### DOCUMENT EXTRACT
Lavender is a perennial in USDA hardiness zones 5 through 9, and it’s tolerant of many growing conditions. It prefers well-draining soil and full sun and reaches a mature size of up to 3 feet tall and 4 feet wide.
Catnip (Nepeta cataria)
There are more reasons than one to plant catnip around your yard, especially if you have a cat. The leaves of the catnip plant contain a chemical that attracts felines while repelling mosquitoes and it also looks appealing in the garden with its white or purple flowers from spring through fall.
Catnip plants are perennial and return year after year for seasonal beauty and are suitable for hardiness zones 3 through 7. They love growing in sunny areas and thrive in loamy, sandy, well-drained soil. They are drought-tolerant and grow 2 to 3 feet tall and wide.
Lemon Balm (Melissa officinalis) – My Herbs that Naturally Repel Mosquitoes
Lemon balm plants are related to the mint family, and they have a citrusy smell that mosquitoes hate. If you enjoy growing plants with more than one purpose, the leaves are also useful for making a relaxing herbal tea. Brushing up against them in the garden releases a pleasing scent.
These part shade perennial mosquito repellent plants are herbs that are deer-resistant and drought-tolerant, and grow 1 to 3 feet tall and wide. It produces white summer flowers and is hardy in zones 3 through 7. Plant it in part sun and keep the soil moist but not soggy, and watch the mosquitoes vacate the area.
Basil Plant (Ocimum basilicum)
We usually consider basil an herb we toss into marinara sauce. However, these insect repellent plants are also beneficial for repelling mosquitoes. While we enjoy the fragrance of the leaves, mosquitoes cannot stand it and steer clear of the area where it’s growing.
There are many types of this warm-weather herb, and they are annual unless you live in hardiness zones 10 and 11. This mosquito repelling plant grows 18 to 24 inches tall and wide and prefers slightly rich soil.
Marigold (Tagetes) – Keeping Mosquitoes at Bay at Home with Flowers
Marigolds are cheerful-looking flowers that bloom in vibrant orange, red, and yellow all summer long. They also keep mosquitoes from hanging out in your yard. They are one of the easiest plants to grow and look stunning in a landscape or container garden.

### DATASET EXCERPTS

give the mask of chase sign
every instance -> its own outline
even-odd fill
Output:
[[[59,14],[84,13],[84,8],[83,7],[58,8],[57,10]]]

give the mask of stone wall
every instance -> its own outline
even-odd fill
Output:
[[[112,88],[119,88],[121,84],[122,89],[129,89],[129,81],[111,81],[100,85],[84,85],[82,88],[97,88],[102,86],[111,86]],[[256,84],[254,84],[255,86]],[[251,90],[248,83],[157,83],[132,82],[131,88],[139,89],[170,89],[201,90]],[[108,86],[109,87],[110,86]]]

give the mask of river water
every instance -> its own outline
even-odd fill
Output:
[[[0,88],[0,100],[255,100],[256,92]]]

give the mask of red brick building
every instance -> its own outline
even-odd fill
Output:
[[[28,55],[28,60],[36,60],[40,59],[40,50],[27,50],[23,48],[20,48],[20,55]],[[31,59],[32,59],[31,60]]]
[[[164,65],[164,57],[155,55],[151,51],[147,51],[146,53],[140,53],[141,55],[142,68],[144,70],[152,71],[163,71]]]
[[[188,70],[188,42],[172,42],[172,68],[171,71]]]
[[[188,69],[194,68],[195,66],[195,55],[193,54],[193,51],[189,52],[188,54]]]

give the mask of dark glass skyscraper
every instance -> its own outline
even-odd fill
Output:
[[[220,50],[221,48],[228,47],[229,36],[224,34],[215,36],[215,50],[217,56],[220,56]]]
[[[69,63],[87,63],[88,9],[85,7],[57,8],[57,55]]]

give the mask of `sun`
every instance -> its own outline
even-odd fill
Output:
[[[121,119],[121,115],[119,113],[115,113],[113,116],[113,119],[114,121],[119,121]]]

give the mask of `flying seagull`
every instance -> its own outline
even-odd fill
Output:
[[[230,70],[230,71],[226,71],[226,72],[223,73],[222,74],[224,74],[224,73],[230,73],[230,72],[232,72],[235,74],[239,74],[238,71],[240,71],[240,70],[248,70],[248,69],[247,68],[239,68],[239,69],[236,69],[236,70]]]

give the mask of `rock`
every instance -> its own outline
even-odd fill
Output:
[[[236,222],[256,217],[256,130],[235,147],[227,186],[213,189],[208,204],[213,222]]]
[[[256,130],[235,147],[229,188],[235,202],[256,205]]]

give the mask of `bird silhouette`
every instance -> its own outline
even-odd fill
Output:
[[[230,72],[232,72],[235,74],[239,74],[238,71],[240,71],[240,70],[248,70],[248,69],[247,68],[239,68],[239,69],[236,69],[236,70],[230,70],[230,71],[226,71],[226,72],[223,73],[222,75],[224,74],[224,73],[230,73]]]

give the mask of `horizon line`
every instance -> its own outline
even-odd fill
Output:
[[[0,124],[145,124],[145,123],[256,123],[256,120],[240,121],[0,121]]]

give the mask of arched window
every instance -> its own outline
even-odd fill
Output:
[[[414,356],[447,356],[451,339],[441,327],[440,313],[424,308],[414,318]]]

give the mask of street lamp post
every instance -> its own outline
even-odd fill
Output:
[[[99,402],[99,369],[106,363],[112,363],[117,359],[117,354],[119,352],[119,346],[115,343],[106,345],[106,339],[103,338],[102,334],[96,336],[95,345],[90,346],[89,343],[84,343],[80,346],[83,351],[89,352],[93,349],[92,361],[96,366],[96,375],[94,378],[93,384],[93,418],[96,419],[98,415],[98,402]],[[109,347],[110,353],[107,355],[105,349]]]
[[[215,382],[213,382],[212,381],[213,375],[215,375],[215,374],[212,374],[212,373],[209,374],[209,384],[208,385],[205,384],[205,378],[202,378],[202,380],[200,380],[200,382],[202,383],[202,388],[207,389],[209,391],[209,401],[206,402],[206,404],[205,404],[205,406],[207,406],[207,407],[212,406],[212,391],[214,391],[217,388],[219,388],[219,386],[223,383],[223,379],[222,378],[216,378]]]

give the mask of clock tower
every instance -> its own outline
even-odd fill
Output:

### PROMPT
Continue the text on mosquito-repelling plants, starting after its last sentence.

### OUTPUT FOR THIS TASK
These flowers are annual and require planting each year. However, replanting them every spring allows you to grow different types. They prefer evenly moist, well-drained soil and sunny locations.
Pennyroyal (Mentha pulegium)
This mint family member has a strong fragrance that repels mosquitoes and other insects. However, it is also toxic to humans and animals, and caution is necessary when growing it around children and pets.
Pennyroyal produces blue or purple flowers in the summer, and it’s a perennial in zones 6 through 9. It enjoys growing in full or partial sun and moist, well-drained soil and grows up 12 inches tall with a 4-foot spread.
Scented Geraniums (Pelargonium) Are One of My Favorites
Most geraniums are grown for their bright and colorful blooms. However, we value the scented geranium for the pleasing fragrance of the leaves. There are many types of this annual, and the orange, peppermint, and citronella geranium (Pelargonium citrosum) are most effective as a natural mosquito repellent.
These flowers are easy to grow, keep mosquitoes away from patio or deck areas, and require no fertilization to flourish. Scented geraniums grow 1 to 3 feet tall with a 1 to 2-foot spread and love full sun or part shade. The flowers range from pink and white to red, and they look stunning as a border around the yard.
Peppermint (Mentha × Piperita) – I Like Minty Herbs to Repel Mosquitoes
We often think of peppermint leaves for tea and cocktails. However, these herbs play a role in keeping mosquitoes away from the yard. They emit a fragrance that these pests hate and are a great addition to the herb garden.
Peppermint plants are perennial, and they thrive in hardiness zones 5 through 9. They are adaptable to most dirt types and prefer growing in full sun. A fully mature peppermint plant reaches up to 2 feet tall and wide, and it goes to flower from July through August.
Use peppermint oil to make a DIY yard spray for mosquitoes, too. The combination of plant and deterrent should keep you bug-free.
Rosemary (Salvia rosmarinus)
Rosemary is a three-in-one plant. It keeps your spice cabinet full of aromatic herbs, brightens the garden with purple flowers, and acts as a mosquito repellant with its potent scent. It grows as a perennial evergreen shrub with a rounded shape and is the perfect backdrop to the garden.
This herb is suited for growing in sandy, loamy, well-drained soil that is neutral or acidic. It needs full sun and grows 2 to 6 feet tall and 2 to 4 feet wide. Rosemary plants produce clusters of dainty white and light blue flowers from late spring through early summer.
Lemongrass (Cymbopogon) – Mosquito Repellent Plant with Curb Appeal
Lemongrass is a unique plant that has many purposes. It is an ornamental grass with a handsome appearance, tasty in tea and soup, and an excellent mosquito repellent. Unfortunately, it is toxic to dogs and cats, and pet owners need to be cautious.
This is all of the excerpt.